'''
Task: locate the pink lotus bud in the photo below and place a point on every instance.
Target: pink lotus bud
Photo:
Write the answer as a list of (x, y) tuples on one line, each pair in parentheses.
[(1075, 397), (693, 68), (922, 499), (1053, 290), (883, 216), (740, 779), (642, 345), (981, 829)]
'''
'''
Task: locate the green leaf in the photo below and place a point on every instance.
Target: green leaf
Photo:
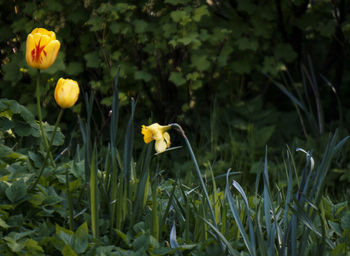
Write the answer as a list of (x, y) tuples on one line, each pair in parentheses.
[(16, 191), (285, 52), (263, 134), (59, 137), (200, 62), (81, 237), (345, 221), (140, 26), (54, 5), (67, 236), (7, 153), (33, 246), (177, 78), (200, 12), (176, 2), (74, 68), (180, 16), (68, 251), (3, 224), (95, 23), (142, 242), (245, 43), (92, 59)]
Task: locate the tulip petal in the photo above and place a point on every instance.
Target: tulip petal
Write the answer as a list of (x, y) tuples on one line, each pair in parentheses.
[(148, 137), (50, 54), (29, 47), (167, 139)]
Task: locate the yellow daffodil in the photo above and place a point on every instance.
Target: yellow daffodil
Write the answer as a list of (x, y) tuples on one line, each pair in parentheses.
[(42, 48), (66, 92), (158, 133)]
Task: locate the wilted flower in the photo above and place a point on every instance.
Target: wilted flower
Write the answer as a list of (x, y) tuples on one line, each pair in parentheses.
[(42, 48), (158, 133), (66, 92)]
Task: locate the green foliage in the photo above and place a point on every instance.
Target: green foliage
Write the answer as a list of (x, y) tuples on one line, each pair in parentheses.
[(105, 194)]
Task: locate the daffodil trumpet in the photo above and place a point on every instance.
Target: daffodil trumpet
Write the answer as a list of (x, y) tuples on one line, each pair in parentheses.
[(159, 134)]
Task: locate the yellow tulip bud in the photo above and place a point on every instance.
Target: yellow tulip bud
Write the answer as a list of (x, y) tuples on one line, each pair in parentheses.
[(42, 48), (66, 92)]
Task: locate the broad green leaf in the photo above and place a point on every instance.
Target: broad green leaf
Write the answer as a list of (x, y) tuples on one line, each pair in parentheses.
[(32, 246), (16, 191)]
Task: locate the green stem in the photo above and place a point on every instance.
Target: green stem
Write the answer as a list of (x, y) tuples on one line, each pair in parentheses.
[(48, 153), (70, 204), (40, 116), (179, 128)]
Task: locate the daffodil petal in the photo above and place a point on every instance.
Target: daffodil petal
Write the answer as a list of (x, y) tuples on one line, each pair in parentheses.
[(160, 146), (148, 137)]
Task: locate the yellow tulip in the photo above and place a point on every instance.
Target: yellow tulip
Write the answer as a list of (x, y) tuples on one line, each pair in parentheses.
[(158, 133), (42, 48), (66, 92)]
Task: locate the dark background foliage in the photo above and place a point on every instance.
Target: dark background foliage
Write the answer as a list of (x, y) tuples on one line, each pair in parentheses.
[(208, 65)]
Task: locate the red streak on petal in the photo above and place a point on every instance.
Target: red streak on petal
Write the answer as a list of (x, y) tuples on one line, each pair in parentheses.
'''
'''
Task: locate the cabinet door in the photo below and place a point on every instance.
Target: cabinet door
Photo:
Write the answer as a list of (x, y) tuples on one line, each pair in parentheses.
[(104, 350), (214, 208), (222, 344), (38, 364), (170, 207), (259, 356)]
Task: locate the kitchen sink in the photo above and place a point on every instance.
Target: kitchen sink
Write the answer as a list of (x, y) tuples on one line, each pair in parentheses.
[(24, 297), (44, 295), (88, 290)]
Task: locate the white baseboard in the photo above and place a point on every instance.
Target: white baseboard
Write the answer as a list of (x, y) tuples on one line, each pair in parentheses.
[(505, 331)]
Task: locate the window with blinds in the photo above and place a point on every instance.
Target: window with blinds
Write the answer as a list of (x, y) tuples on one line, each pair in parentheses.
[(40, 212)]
'''
(Your instructions): Report each line of the listing above that uses the word "pink".

(Response area):
Task: locate the pink lotus bud in the photo below and place a point on every instance.
Target: pink lotus bud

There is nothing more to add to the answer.